[Opening Dataset content section]
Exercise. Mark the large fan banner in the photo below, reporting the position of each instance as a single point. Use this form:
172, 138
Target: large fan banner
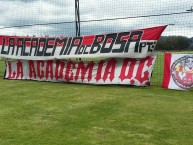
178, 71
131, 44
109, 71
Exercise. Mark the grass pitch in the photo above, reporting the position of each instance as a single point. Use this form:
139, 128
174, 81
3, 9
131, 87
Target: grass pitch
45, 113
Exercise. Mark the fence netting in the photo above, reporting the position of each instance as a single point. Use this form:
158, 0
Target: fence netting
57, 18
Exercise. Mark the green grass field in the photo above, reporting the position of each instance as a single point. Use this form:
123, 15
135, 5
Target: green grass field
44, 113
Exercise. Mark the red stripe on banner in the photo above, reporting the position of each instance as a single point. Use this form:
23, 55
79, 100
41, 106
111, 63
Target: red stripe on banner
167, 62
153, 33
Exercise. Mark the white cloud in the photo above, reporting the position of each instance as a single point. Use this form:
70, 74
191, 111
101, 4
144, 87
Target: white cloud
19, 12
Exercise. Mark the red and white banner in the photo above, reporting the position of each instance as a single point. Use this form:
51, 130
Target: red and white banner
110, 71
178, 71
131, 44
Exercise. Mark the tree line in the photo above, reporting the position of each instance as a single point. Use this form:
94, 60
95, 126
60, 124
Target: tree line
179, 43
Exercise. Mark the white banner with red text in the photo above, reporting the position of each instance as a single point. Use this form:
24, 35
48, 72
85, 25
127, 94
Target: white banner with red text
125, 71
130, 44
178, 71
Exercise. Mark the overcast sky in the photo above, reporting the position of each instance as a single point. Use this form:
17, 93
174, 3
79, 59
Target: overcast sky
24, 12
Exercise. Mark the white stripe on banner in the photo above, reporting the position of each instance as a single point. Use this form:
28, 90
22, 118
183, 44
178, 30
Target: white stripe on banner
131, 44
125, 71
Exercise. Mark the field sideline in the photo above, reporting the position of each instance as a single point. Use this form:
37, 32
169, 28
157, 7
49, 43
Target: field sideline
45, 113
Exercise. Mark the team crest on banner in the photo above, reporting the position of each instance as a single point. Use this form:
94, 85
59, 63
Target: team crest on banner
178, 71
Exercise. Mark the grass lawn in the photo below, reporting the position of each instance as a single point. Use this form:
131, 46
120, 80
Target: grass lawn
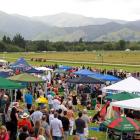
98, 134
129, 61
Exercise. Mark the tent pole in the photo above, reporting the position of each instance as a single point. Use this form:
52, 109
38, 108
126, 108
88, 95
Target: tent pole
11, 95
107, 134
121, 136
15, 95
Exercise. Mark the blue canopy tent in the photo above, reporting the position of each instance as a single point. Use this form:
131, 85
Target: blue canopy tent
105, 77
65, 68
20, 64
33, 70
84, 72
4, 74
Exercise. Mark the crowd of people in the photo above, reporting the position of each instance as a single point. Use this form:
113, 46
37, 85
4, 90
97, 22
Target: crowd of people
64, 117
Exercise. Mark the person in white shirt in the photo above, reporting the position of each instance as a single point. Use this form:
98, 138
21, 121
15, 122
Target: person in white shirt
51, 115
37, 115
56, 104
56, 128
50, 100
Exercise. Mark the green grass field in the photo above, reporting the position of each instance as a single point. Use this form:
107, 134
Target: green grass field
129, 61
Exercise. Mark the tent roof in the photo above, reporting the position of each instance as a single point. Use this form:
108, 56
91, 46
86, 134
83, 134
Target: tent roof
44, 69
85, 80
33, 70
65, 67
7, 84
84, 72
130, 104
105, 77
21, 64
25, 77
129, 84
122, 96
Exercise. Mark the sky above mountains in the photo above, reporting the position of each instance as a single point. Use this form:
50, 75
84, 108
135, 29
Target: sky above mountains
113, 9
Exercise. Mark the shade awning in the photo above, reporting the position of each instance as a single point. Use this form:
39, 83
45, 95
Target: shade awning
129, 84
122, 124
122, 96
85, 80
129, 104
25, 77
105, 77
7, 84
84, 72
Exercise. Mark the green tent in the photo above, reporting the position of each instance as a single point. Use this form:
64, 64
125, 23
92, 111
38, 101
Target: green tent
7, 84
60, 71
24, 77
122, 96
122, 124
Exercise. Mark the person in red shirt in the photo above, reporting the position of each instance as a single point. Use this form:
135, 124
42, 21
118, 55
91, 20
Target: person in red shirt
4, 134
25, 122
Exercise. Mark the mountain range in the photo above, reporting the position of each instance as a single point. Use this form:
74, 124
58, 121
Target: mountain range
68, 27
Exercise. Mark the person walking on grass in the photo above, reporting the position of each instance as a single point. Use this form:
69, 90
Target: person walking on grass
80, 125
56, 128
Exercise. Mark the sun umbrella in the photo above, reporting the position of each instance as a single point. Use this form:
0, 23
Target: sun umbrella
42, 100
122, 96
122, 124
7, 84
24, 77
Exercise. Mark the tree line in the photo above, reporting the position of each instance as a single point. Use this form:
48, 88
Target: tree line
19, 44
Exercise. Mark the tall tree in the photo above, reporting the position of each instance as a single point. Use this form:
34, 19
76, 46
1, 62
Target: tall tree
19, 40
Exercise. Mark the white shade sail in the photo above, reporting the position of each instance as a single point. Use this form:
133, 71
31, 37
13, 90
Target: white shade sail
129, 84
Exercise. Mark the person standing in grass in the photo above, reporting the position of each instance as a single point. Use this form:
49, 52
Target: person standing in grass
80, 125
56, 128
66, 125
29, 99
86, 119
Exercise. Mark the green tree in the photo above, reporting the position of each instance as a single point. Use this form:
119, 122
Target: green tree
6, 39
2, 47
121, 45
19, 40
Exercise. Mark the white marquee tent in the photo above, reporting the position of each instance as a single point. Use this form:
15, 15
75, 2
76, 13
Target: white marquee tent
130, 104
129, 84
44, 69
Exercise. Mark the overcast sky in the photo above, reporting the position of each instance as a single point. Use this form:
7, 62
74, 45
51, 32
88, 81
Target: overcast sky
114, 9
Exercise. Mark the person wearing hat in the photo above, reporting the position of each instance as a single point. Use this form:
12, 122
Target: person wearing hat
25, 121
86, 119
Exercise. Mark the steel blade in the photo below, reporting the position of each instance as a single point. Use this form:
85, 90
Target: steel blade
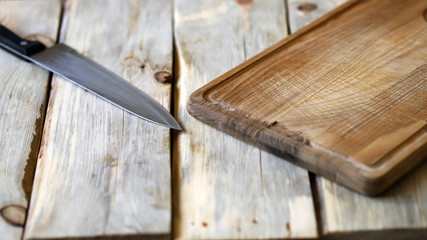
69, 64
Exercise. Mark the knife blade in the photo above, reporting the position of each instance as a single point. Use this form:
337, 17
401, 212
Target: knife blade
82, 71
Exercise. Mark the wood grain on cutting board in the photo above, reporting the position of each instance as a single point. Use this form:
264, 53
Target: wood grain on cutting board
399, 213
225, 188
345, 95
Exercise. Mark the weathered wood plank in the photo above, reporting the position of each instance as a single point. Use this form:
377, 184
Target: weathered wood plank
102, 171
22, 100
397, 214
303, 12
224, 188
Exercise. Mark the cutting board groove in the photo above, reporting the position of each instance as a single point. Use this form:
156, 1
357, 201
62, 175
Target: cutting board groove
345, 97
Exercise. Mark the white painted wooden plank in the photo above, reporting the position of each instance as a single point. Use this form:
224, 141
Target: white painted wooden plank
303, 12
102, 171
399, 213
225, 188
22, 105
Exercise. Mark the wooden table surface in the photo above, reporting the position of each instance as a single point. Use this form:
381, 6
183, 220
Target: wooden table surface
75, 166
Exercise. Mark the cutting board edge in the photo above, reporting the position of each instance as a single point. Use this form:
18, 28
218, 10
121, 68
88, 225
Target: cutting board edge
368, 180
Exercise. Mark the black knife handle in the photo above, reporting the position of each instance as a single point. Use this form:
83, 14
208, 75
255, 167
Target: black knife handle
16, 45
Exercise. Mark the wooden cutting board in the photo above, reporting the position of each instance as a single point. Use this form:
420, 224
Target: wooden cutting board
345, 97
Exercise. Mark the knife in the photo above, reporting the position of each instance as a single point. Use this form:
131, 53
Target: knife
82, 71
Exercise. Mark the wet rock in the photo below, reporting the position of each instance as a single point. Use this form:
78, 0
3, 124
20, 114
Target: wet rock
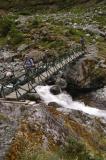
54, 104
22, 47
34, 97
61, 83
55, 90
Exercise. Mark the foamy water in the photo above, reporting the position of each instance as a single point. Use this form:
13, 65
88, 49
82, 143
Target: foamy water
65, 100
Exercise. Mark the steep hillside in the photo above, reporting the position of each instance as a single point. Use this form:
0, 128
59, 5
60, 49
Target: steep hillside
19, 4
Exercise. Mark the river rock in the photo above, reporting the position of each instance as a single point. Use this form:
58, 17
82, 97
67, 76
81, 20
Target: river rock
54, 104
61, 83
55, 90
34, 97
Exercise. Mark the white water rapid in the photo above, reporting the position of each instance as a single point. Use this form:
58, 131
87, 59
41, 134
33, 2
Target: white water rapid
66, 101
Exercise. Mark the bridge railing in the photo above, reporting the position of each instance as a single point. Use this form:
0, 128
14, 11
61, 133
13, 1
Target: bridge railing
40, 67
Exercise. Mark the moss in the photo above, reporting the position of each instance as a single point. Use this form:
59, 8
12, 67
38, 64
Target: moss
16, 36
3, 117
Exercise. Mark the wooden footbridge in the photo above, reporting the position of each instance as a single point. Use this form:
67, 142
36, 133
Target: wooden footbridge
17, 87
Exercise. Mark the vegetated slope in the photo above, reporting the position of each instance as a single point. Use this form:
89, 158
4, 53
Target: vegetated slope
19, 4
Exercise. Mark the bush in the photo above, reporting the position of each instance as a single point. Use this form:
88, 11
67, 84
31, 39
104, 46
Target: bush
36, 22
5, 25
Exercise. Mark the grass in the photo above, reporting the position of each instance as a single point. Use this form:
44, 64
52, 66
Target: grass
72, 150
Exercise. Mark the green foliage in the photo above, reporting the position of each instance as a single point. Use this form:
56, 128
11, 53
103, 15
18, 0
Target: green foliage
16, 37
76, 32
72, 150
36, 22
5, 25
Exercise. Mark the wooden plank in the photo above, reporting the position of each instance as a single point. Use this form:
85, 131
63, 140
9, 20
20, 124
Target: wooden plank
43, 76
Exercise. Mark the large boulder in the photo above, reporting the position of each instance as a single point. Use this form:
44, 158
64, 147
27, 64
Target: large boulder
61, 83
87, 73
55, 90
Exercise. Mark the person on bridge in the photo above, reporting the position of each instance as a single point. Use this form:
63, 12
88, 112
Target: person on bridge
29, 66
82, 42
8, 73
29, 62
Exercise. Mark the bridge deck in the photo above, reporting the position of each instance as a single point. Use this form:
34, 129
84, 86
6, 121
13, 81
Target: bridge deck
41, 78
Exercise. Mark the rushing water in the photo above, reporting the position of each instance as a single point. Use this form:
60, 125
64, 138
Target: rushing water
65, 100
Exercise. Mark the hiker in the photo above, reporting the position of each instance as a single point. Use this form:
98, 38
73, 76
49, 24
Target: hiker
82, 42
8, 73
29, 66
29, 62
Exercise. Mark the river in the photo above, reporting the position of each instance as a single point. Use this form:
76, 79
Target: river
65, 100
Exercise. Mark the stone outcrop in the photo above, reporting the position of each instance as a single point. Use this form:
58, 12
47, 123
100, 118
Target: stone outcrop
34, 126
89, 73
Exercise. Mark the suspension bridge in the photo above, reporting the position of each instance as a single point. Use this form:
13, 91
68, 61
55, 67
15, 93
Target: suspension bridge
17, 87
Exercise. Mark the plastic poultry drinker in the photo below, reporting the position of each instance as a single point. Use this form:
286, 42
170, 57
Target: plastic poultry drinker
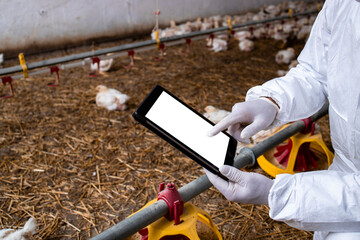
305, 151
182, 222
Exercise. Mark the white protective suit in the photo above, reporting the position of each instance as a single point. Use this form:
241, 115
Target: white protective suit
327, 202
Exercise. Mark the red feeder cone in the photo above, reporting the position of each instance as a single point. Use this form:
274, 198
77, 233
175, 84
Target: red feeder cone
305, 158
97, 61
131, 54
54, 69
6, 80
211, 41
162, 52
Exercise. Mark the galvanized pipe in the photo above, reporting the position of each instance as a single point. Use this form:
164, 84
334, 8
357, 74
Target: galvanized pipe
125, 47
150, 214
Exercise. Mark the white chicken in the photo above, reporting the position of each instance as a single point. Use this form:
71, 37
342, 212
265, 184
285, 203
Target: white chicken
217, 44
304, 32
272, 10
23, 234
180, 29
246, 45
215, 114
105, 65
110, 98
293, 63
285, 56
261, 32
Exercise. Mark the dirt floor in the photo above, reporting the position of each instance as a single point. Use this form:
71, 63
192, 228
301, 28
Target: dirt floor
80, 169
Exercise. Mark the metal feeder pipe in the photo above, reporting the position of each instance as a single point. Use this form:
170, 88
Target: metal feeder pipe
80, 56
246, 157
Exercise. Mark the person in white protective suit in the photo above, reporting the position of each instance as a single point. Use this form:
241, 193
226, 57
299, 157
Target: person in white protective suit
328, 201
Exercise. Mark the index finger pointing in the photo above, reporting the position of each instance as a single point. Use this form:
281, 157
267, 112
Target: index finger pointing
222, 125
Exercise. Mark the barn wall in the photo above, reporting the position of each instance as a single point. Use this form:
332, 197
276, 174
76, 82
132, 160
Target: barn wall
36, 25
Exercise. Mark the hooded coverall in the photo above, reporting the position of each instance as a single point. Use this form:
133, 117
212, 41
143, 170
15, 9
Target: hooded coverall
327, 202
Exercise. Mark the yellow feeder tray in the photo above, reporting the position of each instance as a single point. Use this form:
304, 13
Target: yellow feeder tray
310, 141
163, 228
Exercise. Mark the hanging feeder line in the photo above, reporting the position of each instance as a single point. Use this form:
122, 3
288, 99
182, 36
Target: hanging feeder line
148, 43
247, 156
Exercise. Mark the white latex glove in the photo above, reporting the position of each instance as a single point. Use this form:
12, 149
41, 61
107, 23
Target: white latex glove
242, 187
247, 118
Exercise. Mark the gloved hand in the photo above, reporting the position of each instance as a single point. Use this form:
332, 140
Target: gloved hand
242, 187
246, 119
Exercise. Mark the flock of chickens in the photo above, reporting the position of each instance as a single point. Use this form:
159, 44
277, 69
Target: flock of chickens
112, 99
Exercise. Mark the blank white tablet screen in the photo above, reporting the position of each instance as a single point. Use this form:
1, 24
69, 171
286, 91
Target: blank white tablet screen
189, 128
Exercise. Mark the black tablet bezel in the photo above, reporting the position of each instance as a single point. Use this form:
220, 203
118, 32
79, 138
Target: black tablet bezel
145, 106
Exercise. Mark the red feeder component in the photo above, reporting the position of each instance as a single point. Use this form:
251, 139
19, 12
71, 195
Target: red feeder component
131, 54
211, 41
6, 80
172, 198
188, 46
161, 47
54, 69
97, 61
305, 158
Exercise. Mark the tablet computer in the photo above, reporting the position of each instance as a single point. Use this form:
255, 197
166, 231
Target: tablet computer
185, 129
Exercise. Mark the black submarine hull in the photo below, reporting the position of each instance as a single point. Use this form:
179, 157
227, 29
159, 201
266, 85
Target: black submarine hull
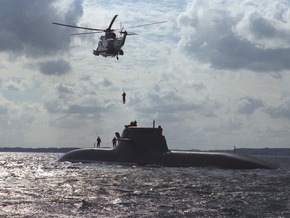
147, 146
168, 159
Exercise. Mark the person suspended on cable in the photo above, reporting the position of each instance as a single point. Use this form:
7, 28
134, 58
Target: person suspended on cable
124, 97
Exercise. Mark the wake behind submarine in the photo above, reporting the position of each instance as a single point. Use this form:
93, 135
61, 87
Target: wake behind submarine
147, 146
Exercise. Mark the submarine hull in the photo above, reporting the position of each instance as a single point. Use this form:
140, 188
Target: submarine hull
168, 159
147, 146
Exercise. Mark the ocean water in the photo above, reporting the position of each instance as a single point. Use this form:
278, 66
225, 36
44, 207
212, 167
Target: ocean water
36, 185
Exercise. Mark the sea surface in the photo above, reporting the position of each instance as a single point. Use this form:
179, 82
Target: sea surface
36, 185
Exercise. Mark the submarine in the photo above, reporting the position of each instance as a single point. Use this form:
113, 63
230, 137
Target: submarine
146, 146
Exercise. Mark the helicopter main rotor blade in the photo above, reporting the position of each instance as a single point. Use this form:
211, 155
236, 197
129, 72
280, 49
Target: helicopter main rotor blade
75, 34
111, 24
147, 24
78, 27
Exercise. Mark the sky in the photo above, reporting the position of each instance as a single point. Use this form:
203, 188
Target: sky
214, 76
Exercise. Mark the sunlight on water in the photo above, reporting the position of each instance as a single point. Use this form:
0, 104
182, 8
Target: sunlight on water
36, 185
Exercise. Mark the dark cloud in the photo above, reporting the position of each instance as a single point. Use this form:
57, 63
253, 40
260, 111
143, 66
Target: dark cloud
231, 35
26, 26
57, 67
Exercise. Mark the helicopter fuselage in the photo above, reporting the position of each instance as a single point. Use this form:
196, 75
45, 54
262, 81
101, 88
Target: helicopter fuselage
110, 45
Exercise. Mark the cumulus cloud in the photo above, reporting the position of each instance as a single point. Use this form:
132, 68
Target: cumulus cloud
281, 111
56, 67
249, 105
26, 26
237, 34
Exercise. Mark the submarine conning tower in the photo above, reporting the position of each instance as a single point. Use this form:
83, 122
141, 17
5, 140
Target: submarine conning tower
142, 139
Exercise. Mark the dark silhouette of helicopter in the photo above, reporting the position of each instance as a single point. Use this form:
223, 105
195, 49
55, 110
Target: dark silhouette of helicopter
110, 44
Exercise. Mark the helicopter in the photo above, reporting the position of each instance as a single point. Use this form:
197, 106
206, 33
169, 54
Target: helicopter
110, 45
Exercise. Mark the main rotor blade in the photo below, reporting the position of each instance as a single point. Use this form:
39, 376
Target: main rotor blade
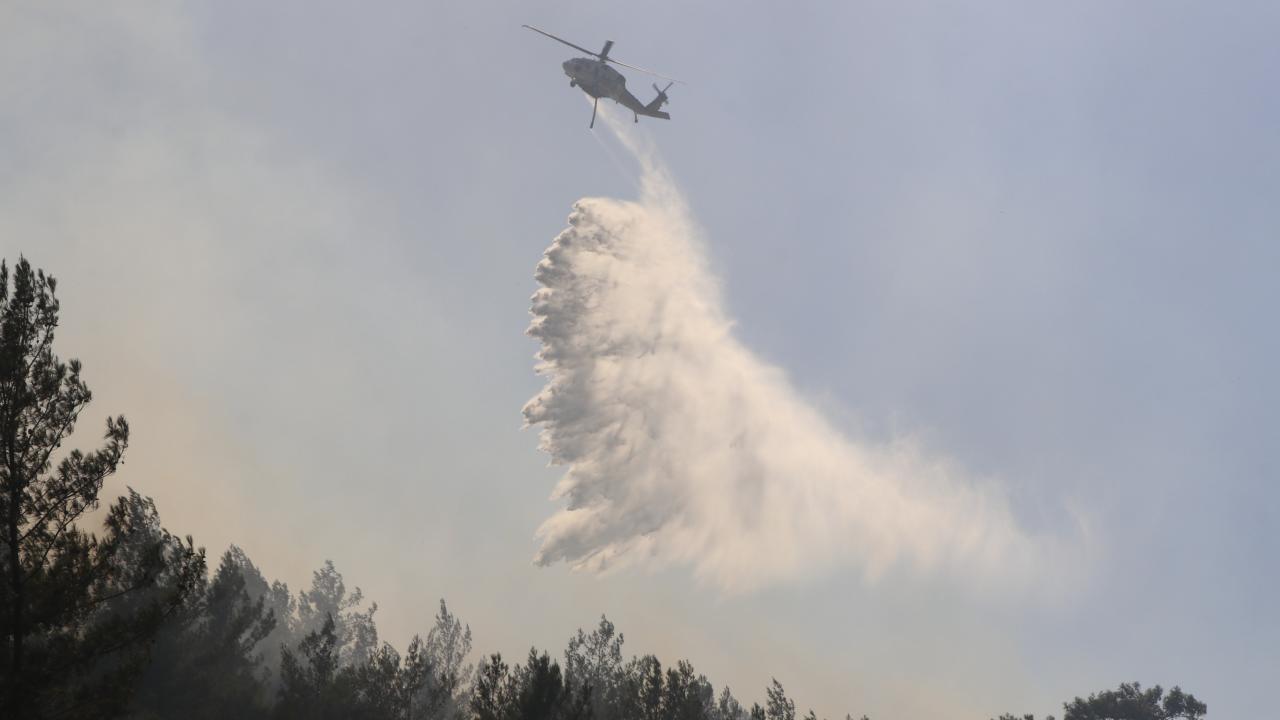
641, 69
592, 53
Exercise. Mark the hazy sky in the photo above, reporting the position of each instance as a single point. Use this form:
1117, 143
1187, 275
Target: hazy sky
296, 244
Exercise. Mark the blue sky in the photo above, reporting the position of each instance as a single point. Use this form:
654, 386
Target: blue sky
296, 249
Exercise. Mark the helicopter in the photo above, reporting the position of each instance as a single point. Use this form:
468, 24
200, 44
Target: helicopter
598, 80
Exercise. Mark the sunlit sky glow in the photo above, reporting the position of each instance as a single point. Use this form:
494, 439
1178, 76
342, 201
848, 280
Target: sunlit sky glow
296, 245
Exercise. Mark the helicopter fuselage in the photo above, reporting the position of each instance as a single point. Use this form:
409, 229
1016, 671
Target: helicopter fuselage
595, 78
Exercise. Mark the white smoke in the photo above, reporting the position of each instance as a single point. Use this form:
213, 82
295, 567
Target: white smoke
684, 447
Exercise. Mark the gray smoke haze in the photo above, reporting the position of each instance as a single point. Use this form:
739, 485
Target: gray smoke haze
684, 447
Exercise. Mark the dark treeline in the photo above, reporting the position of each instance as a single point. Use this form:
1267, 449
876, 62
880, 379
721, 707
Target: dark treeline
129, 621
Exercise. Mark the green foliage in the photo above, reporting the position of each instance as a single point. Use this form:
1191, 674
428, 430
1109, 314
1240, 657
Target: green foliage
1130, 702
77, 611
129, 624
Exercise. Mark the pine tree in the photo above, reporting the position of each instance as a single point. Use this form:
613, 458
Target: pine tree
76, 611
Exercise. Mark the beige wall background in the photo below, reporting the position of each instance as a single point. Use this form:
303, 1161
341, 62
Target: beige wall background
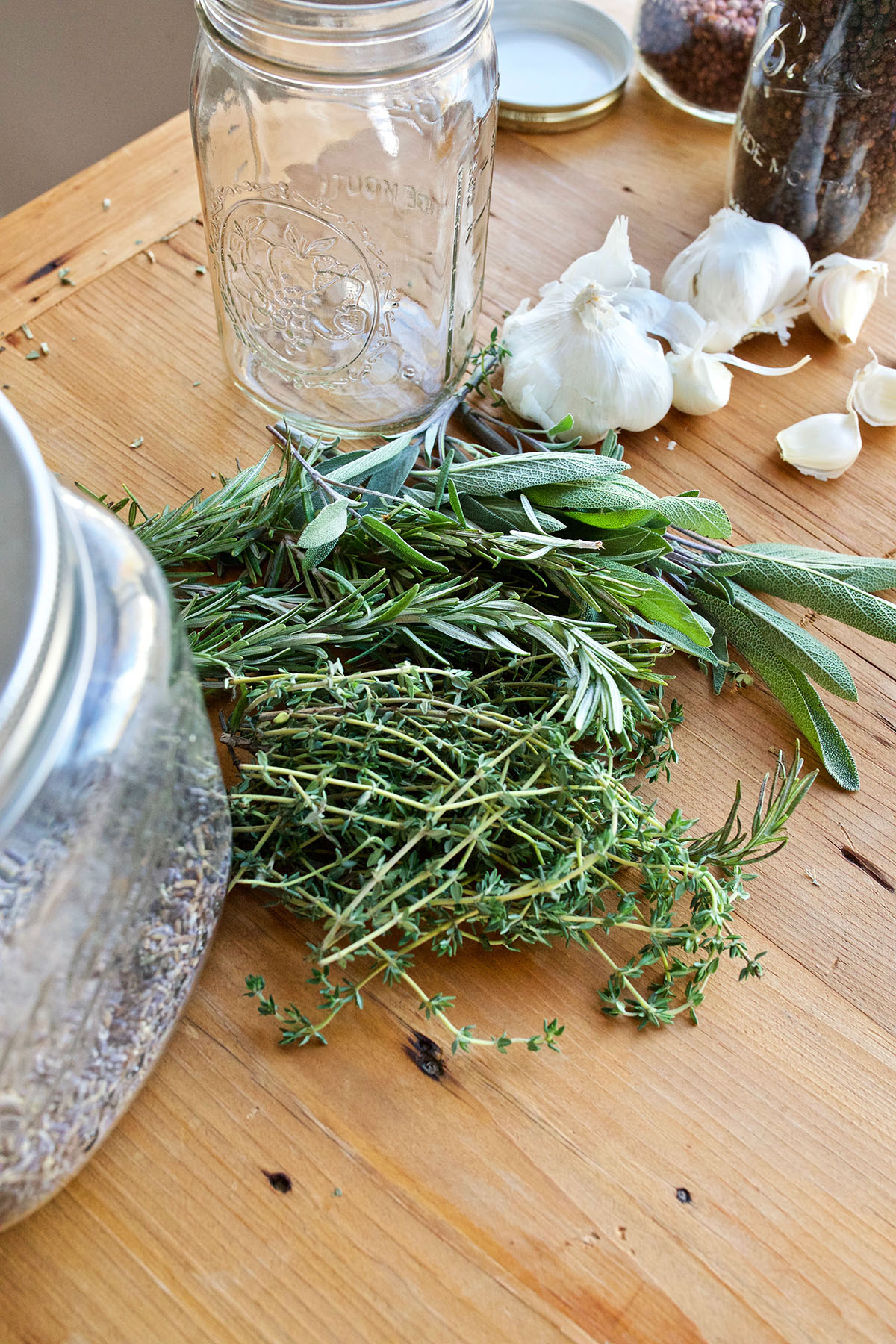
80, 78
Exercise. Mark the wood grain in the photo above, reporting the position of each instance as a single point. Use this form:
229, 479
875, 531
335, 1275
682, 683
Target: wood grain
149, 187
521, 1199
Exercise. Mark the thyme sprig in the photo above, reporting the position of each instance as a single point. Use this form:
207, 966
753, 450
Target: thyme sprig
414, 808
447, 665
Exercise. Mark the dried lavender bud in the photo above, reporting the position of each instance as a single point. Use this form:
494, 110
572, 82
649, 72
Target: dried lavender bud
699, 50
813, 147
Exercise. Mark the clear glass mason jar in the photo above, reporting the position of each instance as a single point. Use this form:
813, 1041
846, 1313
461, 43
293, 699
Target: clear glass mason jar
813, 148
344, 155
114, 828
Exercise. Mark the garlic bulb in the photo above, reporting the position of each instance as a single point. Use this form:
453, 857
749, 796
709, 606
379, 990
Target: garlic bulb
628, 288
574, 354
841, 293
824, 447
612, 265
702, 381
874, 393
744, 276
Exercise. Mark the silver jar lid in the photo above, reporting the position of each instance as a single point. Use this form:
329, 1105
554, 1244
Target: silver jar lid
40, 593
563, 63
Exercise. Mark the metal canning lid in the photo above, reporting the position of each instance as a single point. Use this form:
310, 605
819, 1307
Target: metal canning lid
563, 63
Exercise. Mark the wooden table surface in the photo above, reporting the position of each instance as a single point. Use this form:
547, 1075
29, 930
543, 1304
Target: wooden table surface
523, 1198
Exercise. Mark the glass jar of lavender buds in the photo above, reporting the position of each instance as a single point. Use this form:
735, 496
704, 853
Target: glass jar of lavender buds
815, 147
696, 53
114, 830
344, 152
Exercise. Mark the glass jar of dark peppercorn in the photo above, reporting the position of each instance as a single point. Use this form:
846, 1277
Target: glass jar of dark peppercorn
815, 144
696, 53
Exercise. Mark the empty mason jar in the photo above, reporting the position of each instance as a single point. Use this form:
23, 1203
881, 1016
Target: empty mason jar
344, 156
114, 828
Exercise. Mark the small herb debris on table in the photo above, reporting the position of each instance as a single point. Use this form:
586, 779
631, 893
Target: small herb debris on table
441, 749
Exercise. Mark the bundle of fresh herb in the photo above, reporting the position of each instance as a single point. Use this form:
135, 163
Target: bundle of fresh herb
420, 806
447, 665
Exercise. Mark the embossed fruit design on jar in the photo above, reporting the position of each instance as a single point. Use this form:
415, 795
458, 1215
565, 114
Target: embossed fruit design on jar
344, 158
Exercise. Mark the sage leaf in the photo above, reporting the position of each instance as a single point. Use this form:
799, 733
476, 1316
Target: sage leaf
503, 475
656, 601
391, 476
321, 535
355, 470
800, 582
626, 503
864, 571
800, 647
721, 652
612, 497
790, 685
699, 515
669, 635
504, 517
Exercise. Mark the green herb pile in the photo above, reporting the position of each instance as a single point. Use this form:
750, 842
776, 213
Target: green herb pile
[Closing Dataset content section]
◆ **What you should do**: Show the lines of the data that hold the word "pile".

◆ **Answer box**:
Exercise. Mark the green herb pile in the photo above, reporting the position of each instance as a single point. Use this form:
Target: green herb pile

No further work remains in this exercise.